## Data for processing:

— begin —

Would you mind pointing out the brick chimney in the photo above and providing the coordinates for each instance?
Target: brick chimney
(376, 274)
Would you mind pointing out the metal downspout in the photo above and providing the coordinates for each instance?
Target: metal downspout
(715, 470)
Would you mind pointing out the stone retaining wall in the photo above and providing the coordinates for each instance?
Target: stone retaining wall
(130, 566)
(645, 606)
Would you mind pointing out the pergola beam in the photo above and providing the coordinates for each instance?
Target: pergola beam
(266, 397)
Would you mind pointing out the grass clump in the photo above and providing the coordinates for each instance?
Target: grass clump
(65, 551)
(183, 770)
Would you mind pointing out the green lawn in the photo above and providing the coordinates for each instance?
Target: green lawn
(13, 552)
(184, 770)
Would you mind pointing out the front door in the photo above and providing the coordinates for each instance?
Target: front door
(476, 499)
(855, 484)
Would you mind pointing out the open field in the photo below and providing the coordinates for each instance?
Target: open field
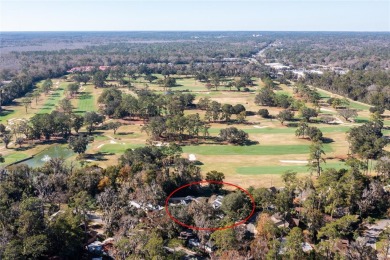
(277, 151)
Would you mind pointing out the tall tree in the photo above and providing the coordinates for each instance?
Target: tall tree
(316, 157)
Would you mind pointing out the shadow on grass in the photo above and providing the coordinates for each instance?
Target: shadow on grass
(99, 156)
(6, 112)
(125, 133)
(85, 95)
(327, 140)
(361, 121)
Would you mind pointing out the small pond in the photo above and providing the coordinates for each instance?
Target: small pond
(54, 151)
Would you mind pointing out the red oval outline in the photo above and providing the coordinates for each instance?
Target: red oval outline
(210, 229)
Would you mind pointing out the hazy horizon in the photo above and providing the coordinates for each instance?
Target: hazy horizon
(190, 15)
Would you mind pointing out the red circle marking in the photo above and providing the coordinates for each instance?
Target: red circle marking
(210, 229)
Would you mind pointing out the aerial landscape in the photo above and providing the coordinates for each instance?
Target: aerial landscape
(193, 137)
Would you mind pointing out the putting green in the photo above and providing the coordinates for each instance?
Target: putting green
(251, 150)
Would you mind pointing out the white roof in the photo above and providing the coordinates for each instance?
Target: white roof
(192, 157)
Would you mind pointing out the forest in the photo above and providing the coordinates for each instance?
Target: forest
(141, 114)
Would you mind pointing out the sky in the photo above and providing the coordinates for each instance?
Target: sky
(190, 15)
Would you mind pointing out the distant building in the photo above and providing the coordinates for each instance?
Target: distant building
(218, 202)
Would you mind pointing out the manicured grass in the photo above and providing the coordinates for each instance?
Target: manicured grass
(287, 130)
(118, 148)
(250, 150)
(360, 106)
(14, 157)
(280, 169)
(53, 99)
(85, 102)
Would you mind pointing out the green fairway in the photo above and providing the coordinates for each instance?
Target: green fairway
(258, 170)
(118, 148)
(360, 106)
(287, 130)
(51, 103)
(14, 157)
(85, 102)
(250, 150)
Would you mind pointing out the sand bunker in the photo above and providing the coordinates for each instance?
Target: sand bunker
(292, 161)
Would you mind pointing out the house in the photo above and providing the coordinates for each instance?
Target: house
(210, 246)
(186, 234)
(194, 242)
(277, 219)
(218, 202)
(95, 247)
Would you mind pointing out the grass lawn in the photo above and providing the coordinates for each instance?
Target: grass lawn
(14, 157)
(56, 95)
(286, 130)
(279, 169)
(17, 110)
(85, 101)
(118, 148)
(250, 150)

— end —

## Written task:
Lay out every line of the records above as a Markdown table with the columns Row and Line, numbering each row and skipping blank lines. Leave the pictures out of the table.

## Solution:
| Row | Line |
|---|---|
| 1 | Would you mind pointing out the brick chimney in the photo above and providing the coordinates for each instance? |
| 2 | Target: brick chimney |
| 3 | (376, 274) |
| 4 | Would you mind pointing out the metal downspout in the photo above and providing the coordinates for each instance? |
| 5 | Target: metal downspout |
| 6 | (715, 470) |
| 7 | Would you mind pointing out the stone retaining wall in the photo above and providing the coordinates for each instance? |
| 8 | Target: stone retaining wall |
| 9 | (130, 566) |
| 10 | (645, 606) |
| 11 | Would you mind pointing out the pergola beam in the photo above and providing the coordinates for each instance? |
| 12 | Target: pergola beam |
| 13 | (266, 397) |
| 14 | Would you mind pointing out the grass clump in the photo above and providing the coordinates for each instance? |
| 15 | Target: grass clump |
| 16 | (65, 551) |
| 17 | (183, 770) |
| 18 | Would you mind pointing out the green lawn in the photo above and providing the coordinates for each instance? |
| 19 | Target: green lawn |
| 20 | (13, 552) |
| 21 | (184, 770) |
| 22 | Would you mind pointing out the front door in the photo above and providing the coordinates for each instance? |
| 23 | Target: front door |
| 24 | (476, 499) |
| 25 | (855, 484) |
| 26 | Would you mind pointing out the open field in the photo below and providing the coordinates for each instance? |
| 27 | Target: open field |
| 28 | (277, 151) |
| 29 | Would you mind pointing out the tall tree in the photo above and providing the coordinates for each instance? |
| 30 | Target: tall tree |
| 31 | (316, 157) |
| 32 | Would you mind pointing out the shadow on grass in the photo above and providing the coordinates for each instance? |
| 33 | Target: shadow on grass |
| 34 | (99, 156) |
| 35 | (6, 112) |
| 36 | (125, 133) |
| 37 | (85, 95) |
| 38 | (327, 140) |
| 39 | (361, 121) |
| 40 | Would you mind pointing out the small pond in the photo above and providing the coordinates for each instance? |
| 41 | Target: small pond |
| 42 | (54, 151) |
| 43 | Would you mind pointing out the red oval outline in the photo above and providing the coordinates for each instance? |
| 44 | Target: red oval outline |
| 45 | (210, 229) |
| 46 | Would you mind pointing out the hazy horizon in the photo above and providing the coordinates for each instance? |
| 47 | Target: hazy horizon |
| 48 | (190, 15) |
| 49 | Would you mind pointing out the red circle marking in the photo above and providing the coordinates for each instance? |
| 50 | Target: red circle marking |
| 51 | (210, 229) |
| 52 | Would you mind pointing out the aerial landscape in the photo above and providing the coordinates for each instance? |
| 53 | Target: aerial landscape |
| 54 | (193, 137) |
| 55 | Would you mind pointing out the putting green in the photo above and providing the coordinates for each instance? |
| 56 | Target: putting green |
| 57 | (251, 150) |
| 58 | Would you mind pointing out the white roof in the photo above and providing the coordinates for each instance? |
| 59 | Target: white roof |
| 60 | (192, 157) |
| 61 | Would you mind pointing out the forest in the photo above and providing the coordinates for each instance? |
| 62 | Target: forest |
| 63 | (141, 114) |
| 64 | Would you mind pointing out the sky in the photo above and providing the coordinates for each instance? |
| 65 | Target: sky |
| 66 | (190, 15) |
| 67 | Would you mind pointing out the distant building in the photo above and providing the coordinates for each instance? |
| 68 | Target: distant building |
| 69 | (218, 202) |
| 70 | Would you mind pointing out the manicured grass in the photo above and providing the coordinates for each instance? |
| 71 | Target: manicured grass |
| 72 | (287, 130) |
| 73 | (118, 148) |
| 74 | (250, 150) |
| 75 | (360, 106) |
| 76 | (14, 157) |
| 77 | (280, 169) |
| 78 | (53, 99) |
| 79 | (85, 102) |
| 80 | Would you mind pointing out the green fairway in the photo above and providing the coordinates for each instance? |
| 81 | Target: green fairway |
| 82 | (258, 170) |
| 83 | (118, 148) |
| 84 | (360, 106) |
| 85 | (287, 130) |
| 86 | (51, 103) |
| 87 | (14, 157) |
| 88 | (85, 102) |
| 89 | (250, 150) |
| 90 | Would you mind pointing out the sand bunker in the photo above and providing the coordinates for each instance? |
| 91 | Target: sand bunker |
| 92 | (292, 161) |
| 93 | Would you mind pointing out the house in the photo above and providing the coordinates for each instance? |
| 94 | Target: house |
| 95 | (210, 246) |
| 96 | (186, 234) |
| 97 | (194, 242) |
| 98 | (277, 219) |
| 99 | (218, 202) |
| 100 | (95, 247) |
| 101 | Would you mind pointing out the grass lawn in the photo above and providing the coordinates for each instance? |
| 102 | Target: grass lawn |
| 103 | (14, 157) |
| 104 | (56, 95) |
| 105 | (286, 130) |
| 106 | (279, 169) |
| 107 | (17, 110) |
| 108 | (85, 101) |
| 109 | (118, 148) |
| 110 | (250, 150) |